Source extract.

───

Evaluating data deduplication results

You can evaluate the effectiveness of Tivoli® Storage Manager data deduplication by examining various queries or reports. Actual data reduction results can show whether the expected storage savings are achieved. You can also evaluate other key operational factors, such as database utilization, to ensure that they are consistent with expectations.

Before you begin

Consider the following factors when you are evaluating data deduplication results:

Therefore, it is important to collect results at regular intervals to record valid results.

Procedure

Use the following commands and tools to help you evaluate data deduplication effectiveness:
Action Explanation
Use the QUERY STGPOOL server command to quickly check deduplication results. The Duplicate Data Not Stored field shows the actual reduction of data, in megabytes or gigabytes, and the percentage of reduction of the storage pool. For example, issue the following command:
query stgpool format=detailed
If the query is run before reclamation of the storage pool, the Duplicate Data Not Stored value is not accurate because it does not reflect the most recent data reduction. If reclamation did not yet take place, issue the following command to show the amount of data to be removed:
show deduppending backkuppool-file
Where backkuppool-file is the name of the deduplicated storage pool.

───

Record list.
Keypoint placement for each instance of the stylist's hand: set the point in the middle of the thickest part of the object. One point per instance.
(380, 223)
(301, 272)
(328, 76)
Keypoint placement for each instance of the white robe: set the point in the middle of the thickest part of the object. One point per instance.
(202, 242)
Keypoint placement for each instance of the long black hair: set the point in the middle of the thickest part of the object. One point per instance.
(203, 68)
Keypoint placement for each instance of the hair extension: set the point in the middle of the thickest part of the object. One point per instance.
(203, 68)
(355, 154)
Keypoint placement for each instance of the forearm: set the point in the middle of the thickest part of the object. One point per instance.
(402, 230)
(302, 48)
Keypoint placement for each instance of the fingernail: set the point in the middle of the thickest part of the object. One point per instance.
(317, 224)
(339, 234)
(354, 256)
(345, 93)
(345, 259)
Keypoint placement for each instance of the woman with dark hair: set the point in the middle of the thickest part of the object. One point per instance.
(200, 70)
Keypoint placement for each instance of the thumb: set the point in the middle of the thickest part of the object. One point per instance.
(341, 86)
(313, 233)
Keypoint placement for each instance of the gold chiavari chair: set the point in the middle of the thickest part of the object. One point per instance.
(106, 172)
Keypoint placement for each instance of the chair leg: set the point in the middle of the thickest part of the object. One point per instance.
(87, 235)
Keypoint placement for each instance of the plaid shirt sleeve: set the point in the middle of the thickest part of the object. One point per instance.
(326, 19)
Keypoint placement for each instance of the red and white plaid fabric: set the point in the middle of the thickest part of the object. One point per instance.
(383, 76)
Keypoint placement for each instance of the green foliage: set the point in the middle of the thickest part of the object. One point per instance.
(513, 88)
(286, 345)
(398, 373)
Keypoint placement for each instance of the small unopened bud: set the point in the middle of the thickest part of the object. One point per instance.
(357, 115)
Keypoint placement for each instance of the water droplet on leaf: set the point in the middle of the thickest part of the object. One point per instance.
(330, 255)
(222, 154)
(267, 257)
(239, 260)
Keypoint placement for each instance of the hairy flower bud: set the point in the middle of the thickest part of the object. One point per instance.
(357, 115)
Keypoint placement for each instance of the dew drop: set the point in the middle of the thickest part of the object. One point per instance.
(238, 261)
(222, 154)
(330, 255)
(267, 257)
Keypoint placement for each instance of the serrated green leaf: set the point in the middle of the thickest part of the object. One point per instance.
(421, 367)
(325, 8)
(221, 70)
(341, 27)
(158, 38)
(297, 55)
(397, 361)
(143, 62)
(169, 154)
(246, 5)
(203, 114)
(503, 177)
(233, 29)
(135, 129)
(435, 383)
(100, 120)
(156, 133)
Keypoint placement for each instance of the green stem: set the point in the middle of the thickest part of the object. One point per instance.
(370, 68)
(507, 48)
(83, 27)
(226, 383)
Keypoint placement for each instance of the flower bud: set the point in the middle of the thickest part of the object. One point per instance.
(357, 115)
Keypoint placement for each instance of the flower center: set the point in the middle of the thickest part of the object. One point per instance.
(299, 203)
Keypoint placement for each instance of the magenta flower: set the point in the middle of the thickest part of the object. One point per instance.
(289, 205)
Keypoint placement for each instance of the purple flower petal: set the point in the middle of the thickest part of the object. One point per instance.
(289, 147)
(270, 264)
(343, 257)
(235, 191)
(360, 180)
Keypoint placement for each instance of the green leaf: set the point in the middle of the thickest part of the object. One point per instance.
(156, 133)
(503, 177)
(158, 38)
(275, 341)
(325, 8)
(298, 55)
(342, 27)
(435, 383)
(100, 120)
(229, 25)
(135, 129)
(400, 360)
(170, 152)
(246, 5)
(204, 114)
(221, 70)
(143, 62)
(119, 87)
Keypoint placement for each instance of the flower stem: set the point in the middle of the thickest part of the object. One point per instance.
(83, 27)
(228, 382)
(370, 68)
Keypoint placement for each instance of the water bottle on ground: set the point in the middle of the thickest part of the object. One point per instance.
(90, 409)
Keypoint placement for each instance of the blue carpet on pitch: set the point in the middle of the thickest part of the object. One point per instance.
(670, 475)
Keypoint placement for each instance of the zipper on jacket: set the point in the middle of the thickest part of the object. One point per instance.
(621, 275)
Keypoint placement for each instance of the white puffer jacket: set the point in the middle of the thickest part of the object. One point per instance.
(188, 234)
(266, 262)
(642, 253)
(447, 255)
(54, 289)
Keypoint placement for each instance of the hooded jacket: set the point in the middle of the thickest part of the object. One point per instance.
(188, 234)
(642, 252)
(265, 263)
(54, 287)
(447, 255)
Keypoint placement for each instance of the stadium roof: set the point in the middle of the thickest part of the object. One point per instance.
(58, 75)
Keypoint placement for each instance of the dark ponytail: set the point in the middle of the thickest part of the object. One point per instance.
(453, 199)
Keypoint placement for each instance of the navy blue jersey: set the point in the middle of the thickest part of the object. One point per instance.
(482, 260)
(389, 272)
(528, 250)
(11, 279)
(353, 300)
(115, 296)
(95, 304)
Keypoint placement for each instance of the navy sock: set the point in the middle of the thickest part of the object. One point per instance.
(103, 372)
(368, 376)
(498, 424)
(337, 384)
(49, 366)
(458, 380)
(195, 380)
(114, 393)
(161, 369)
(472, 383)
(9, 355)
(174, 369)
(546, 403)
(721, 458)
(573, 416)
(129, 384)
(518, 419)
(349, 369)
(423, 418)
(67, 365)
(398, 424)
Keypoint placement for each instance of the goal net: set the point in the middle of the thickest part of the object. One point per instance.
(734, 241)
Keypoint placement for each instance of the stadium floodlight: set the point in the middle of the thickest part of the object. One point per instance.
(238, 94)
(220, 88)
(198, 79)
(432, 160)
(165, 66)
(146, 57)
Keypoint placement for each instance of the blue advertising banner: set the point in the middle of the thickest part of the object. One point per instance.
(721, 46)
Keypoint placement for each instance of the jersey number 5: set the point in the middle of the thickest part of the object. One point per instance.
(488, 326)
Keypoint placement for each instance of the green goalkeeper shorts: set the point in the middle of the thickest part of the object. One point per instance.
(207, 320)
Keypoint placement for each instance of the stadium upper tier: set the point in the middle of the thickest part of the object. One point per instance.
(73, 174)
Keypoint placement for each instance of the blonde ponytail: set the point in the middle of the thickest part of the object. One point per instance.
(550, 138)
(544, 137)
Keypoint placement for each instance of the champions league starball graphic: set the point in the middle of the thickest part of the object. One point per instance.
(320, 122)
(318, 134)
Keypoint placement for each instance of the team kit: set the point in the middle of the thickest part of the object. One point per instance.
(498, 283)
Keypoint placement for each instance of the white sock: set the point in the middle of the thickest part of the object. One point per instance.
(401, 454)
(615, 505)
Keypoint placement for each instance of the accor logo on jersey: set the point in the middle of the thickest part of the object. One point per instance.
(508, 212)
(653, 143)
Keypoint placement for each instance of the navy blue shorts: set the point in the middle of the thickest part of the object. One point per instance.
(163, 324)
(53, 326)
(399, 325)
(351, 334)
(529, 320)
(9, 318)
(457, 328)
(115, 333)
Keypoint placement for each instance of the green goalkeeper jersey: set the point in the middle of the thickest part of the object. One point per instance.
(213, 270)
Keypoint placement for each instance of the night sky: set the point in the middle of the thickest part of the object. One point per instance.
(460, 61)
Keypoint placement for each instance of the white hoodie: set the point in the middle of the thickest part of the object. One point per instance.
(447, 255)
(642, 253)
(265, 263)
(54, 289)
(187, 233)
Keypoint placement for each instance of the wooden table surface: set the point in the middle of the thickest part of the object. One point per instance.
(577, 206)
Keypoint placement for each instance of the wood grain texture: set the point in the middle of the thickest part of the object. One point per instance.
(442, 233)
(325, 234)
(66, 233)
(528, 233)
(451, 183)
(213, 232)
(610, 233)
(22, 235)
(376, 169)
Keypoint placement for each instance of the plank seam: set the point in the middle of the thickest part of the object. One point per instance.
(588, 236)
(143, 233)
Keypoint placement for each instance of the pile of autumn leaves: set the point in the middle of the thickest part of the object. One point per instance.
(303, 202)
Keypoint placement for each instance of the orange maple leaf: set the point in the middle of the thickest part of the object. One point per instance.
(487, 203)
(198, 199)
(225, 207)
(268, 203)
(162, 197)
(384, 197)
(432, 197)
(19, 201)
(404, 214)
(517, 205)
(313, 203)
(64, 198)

───

Problems to work on.
A) Transcribe the passage of the deduplication page starting with "You can evaluate" and going on through "record valid results.".
B) List the title and each section heading of the deduplication page.
The entries come from a different source than the deduplication page.

Responses by task.
A)
You can evaluate the effectiveness of Tivoli® Storage Manager data deduplication by examining various queries or reports. Actual data reduction results can show whether the expected storage savings are achieved. You can also evaluate other key operational factors, such as database utilization, to ensure that they are consistent with expectations.

Before you begin

Consider the following factors when you are evaluating data deduplication results:

Therefore, it is important to collect results at regular intervals to record valid results.

B)
Evaluating data deduplication results
Before you begin
Procedure